— WRITTEN PROBLEM —
Please put every line of the listing below, from the line that contains "Spot the sw" down to the line that contains "[[248, 386]]", into a Markdown table. Skip any blank lines, and use the columns n for the row number and Line for the line itself.

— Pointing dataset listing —
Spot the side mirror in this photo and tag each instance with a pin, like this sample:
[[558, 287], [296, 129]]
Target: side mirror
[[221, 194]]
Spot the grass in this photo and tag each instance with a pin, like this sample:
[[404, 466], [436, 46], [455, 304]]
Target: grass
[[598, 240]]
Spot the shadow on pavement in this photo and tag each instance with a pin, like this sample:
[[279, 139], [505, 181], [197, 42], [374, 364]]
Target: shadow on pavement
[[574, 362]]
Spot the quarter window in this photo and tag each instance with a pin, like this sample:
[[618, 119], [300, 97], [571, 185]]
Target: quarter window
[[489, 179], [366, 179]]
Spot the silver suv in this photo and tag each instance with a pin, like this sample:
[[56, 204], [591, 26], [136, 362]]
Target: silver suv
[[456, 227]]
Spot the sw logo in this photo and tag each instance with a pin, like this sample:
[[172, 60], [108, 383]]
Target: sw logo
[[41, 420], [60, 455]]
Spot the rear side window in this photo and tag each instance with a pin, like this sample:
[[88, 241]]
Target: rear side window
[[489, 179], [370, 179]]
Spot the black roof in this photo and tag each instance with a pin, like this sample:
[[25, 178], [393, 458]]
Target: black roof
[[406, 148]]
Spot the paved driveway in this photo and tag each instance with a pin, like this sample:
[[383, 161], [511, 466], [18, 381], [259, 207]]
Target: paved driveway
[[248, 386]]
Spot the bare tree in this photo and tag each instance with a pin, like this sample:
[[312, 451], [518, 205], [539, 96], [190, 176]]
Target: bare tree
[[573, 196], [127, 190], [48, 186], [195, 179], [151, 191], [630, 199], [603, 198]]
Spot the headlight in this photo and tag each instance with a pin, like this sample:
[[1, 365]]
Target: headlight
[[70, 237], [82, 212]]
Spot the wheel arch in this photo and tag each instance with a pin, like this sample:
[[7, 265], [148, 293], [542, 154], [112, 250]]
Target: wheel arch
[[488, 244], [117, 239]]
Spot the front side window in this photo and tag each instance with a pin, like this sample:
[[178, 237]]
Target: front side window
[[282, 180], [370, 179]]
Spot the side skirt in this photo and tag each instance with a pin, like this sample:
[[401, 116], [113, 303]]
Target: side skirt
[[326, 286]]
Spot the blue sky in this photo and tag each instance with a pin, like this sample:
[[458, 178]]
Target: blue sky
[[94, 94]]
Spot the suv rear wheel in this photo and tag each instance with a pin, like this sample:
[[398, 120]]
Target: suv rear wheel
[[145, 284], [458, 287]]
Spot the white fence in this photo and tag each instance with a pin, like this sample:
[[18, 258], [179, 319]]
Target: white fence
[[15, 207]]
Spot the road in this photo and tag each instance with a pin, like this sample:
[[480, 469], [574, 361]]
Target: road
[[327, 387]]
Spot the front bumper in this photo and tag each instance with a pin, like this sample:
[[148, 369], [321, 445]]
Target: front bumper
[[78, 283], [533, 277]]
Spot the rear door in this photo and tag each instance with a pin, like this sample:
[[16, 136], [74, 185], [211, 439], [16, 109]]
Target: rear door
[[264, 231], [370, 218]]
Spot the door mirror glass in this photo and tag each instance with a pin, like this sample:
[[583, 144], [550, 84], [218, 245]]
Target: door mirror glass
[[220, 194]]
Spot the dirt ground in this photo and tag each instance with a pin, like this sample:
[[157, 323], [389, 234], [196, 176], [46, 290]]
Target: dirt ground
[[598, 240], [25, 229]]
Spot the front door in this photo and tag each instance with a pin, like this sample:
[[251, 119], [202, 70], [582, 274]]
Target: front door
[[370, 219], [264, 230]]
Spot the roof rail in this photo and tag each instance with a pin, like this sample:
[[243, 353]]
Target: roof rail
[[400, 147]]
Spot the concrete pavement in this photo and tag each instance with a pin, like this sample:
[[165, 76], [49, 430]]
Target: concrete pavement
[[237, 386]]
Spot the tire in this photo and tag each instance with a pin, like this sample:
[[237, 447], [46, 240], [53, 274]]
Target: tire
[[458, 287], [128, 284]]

— ANSWER —
| n | Line |
|---|---|
| 1 | Spot the sw logo in this photo and tag each instance with a pin, like this sample: |
| 2 | [[172, 60], [108, 383]] |
| 3 | Target: sw logo |
| 4 | [[41, 420], [60, 455]] |
| 5 | Spot the rear side window in this photo and tag each instance with a pin, like this sample: |
| 6 | [[88, 241]] |
| 7 | Target: rear side window |
| 8 | [[489, 179], [370, 179]] |
| 9 | Spot the black roof in this photo and tag each instance with a pin, like this sample: |
| 10 | [[25, 178], [393, 458]] |
| 11 | Target: black roof |
| 12 | [[406, 148]] |
| 13 | Spot the paved driveway in this photo and tag each instance with a pin, like this sample: |
| 14 | [[383, 161], [511, 466], [18, 381], [259, 207]] |
| 15 | Target: paved driveway |
| 16 | [[248, 386]] |